### Supplied text
────────────────

President Lincoln meets with Kentucky Governor Thomas Bramlette about troop quotas. Historian Lowell H. Harrison wrote in Lincoln of Kentucky wrote: “Bramlette, Archibald Dixon, and editor A.G. Hodges went to Washington to repeat their protests [against enrollment of black troops] and see what concessions, if any, the president would make.  The results of their conference with Lincoln were contained in a March 28, 1864, letter from Lincoln to Secretary of War Stanton:

The Governor of Kentucky is here, and desires to have the following points definitely fixed:

1. That the quotas of troops furnished, and to be furnished by Kentucky, may be adjusted upon the basis as actually reduced by able bodied men of hers having gone into the rebel service; and that she be required to furnish no more than her just quotas upon fair adjustment on such basis.

2. That to whatever extent the enlistment, and drafting, one or both, of colored troops may be found necessary within the State, it may be conducted within the law of Congress; and, as far as practicable, free from colateral embarrasments, disorders, and provocations.

────────────────

### Given information
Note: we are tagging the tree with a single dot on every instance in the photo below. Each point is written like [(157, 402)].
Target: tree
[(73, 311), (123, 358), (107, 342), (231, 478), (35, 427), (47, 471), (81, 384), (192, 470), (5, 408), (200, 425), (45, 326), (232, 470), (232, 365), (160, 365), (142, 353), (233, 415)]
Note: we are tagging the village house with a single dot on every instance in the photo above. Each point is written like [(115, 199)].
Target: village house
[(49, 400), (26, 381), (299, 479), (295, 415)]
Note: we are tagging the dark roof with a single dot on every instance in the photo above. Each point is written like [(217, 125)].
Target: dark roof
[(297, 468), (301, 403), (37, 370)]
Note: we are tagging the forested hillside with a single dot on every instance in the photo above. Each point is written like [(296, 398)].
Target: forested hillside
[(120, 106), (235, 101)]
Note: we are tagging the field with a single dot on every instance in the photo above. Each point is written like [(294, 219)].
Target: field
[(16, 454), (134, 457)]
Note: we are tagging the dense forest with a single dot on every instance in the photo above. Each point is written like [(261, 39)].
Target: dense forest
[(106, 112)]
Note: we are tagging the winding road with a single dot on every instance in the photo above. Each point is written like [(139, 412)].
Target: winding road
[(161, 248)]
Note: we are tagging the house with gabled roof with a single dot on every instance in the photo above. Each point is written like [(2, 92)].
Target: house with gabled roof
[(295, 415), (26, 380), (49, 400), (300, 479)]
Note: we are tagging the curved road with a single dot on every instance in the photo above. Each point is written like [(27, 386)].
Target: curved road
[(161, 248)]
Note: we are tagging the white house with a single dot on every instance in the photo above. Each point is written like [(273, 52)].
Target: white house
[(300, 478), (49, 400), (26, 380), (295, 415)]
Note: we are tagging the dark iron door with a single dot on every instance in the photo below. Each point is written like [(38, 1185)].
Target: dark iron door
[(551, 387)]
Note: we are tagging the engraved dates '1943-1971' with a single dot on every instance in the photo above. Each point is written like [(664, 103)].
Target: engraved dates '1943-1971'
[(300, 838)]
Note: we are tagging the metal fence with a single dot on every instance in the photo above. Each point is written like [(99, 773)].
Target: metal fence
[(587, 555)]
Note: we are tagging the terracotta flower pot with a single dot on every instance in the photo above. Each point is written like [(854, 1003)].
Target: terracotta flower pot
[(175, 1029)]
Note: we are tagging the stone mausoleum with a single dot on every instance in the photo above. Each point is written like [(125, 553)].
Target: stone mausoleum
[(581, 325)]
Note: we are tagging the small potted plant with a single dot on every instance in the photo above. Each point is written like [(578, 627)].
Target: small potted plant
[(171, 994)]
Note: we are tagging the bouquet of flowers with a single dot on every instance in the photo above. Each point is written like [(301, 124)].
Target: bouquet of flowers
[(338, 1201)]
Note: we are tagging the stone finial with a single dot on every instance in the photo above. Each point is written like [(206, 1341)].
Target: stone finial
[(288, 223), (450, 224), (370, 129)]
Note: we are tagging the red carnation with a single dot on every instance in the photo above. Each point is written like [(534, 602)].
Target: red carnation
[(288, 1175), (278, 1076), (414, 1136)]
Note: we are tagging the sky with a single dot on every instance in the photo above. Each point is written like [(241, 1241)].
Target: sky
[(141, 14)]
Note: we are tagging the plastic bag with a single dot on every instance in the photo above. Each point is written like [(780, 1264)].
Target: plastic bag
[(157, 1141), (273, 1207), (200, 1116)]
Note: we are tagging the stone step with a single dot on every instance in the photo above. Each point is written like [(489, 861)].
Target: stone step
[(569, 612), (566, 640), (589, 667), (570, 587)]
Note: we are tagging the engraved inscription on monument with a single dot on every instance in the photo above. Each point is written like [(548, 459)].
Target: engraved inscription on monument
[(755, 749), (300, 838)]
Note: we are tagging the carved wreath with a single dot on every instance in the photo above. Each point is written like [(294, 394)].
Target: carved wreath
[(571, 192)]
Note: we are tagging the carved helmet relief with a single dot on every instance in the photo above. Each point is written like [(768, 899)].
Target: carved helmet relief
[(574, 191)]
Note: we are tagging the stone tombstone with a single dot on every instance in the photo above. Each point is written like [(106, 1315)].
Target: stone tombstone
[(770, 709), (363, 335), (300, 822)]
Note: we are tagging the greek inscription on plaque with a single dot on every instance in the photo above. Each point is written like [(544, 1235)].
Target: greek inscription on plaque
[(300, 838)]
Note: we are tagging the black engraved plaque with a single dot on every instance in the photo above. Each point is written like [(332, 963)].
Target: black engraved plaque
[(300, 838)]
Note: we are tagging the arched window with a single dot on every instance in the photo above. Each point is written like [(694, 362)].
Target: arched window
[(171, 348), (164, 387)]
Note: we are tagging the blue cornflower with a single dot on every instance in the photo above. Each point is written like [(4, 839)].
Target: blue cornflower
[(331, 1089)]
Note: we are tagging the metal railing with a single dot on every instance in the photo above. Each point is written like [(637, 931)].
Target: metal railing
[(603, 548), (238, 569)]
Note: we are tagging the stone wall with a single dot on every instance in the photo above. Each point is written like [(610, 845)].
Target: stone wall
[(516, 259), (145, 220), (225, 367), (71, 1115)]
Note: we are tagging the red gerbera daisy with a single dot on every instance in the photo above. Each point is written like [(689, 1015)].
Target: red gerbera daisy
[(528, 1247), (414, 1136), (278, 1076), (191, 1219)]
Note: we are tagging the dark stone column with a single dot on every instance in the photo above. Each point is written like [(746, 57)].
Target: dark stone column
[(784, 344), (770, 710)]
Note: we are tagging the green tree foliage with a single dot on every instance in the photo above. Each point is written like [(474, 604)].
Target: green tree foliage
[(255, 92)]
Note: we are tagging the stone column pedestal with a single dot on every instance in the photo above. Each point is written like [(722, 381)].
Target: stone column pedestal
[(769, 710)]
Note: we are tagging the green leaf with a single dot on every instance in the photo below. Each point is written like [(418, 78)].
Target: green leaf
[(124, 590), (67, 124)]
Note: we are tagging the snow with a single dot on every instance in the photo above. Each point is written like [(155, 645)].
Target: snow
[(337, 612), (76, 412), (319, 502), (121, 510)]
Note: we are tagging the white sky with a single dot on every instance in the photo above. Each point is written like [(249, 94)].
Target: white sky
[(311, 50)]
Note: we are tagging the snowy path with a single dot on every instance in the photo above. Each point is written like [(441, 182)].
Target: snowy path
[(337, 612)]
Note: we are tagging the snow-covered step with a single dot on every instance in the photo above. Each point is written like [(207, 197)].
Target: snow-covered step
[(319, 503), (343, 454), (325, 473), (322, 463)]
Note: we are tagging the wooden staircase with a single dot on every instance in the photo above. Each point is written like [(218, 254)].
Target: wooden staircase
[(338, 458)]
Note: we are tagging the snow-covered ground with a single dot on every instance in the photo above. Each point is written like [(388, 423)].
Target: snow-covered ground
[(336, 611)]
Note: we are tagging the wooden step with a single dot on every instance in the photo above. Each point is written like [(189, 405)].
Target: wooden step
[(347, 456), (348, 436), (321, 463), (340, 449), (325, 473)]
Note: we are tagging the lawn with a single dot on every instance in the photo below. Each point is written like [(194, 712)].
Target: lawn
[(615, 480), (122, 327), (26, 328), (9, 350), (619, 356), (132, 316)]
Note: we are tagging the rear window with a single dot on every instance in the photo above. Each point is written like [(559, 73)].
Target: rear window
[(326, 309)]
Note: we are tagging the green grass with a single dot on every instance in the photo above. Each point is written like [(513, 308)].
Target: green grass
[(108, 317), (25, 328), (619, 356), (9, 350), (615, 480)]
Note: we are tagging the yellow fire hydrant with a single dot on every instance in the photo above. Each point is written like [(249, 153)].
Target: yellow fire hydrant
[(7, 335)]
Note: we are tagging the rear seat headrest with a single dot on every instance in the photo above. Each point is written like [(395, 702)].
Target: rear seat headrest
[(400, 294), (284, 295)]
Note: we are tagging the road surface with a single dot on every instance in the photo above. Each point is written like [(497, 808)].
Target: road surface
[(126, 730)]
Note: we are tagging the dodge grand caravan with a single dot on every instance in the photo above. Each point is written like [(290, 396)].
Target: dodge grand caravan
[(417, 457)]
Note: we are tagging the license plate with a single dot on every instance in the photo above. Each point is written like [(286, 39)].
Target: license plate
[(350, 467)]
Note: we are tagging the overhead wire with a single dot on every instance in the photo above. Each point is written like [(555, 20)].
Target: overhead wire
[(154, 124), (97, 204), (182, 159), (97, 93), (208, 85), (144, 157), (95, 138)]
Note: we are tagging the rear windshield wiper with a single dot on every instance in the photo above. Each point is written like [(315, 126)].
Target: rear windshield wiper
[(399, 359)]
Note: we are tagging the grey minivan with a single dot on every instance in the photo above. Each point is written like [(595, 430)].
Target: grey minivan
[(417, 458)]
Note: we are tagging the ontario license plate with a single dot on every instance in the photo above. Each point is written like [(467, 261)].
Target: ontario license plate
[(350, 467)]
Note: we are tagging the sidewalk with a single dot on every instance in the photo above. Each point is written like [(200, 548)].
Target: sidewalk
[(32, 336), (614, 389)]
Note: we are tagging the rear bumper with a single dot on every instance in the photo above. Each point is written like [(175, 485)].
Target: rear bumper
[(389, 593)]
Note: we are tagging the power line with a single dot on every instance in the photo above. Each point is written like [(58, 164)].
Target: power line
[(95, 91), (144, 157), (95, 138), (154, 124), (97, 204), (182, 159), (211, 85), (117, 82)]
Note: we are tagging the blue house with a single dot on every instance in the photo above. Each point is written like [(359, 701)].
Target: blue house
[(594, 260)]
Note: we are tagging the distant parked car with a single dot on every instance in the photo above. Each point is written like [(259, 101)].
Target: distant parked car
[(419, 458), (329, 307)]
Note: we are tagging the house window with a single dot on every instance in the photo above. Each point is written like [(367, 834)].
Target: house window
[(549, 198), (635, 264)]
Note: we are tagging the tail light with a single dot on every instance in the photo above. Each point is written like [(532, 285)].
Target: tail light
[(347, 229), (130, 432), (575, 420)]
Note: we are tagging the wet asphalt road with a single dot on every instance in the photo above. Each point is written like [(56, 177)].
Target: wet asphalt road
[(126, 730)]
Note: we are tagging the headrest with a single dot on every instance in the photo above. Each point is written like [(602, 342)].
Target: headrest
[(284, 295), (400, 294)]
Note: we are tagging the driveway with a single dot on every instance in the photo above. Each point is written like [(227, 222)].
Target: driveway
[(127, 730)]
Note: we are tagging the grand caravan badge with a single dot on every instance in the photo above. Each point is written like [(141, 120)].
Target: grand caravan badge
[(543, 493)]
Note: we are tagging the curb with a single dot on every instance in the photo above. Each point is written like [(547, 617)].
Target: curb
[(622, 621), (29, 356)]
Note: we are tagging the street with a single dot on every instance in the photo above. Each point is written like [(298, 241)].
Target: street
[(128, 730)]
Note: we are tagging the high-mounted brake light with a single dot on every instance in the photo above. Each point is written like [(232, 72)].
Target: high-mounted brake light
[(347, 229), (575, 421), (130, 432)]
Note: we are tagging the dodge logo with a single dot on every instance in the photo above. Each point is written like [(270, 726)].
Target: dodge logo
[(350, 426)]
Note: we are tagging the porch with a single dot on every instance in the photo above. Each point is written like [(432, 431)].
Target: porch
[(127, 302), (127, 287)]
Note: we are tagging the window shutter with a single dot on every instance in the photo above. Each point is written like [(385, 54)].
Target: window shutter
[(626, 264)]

────────────────

### Tasks for this exercise
1. Answer these questions from the passage on Lincoln and Governor Bramlette:
(a) Who went to Washington with Bramlette?
(b) On what date did Lincoln write the letter, and to whom?
(c) Under the first point, on what basis should Kentucky's troop quotas be adjusted?
2. Lay out the part of the listing from the line with "Note: we are tagging the terracotta" to the line with "[(755, 749), (300, 838)]", both lines included, as a two-column CSV with the columns label_request and points. Give one row per request, with its text and its answer each in a single quoted field, and replace any line breaks with spaces.

### Solutions by task
1.
(a) Archibald Dixon and editor A.G. Hodges.
(b) March 28, 1864, to Secretary of War Stanton.
(c) Kentucky's quotas should be adjusted on the basis of its numbers as actually reduced by its able-bodied men who had gone into the rebel service.

2.
label_request,points
"Note: we are tagging the terracotta flower pot with a single dot on every instance in the photo above. Each point is written like [(854, 1003)]. Target: terracotta flower pot","[(175, 1029)]"
"Note: we are tagging the stone mausoleum with a single dot on every instance in the photo above. Each point is written like [(125, 553)]. Target: stone mausoleum","[(581, 325)]"
"Note: we are tagging the small potted plant with a single dot on every instance in the photo above. Each point is written like [(578, 627)]. Target: small potted plant","[(171, 994)]"
"Note: we are tagging the bouquet of flowers with a single dot on every instance in the photo above. Each point is written like [(301, 124)]. Target: bouquet of flowers","[(338, 1201)]"
"Note: we are tagging the stone finial with a single dot on every instance in the photo above. Each point is written like [(206, 1341)]. Target: stone finial","[(288, 223), (450, 224), (370, 129)]"
"Note: we are tagging the red carnation with a single dot on every instance in the photo above. Each point is written like [(534, 602)]. Target: red carnation","[(288, 1175), (278, 1076), (414, 1136)]"
"Note: we are tagging the sky with a single dot on every instance in the photo above. Each point is written like [(241, 1241)]. Target: sky","[(141, 14)]"
"Note: we are tagging the plastic bag with a single dot on every instance in the photo above. Each point is written like [(780, 1264)]. Target: plastic bag","[(157, 1141), (273, 1207), (200, 1116)]"
"Note: we are tagging the stone step with a single dot on every instance in the photo above. Each point is written like [(489, 861)]. Target: stone step","[(569, 612), (566, 640), (589, 667), (570, 587)]"
"Note: we are tagging the engraved inscription on monument with a single dot on every instance in the photo above. Each point is written like [(548, 459)]. Target: engraved inscription on monument","[(755, 749), (300, 838)]"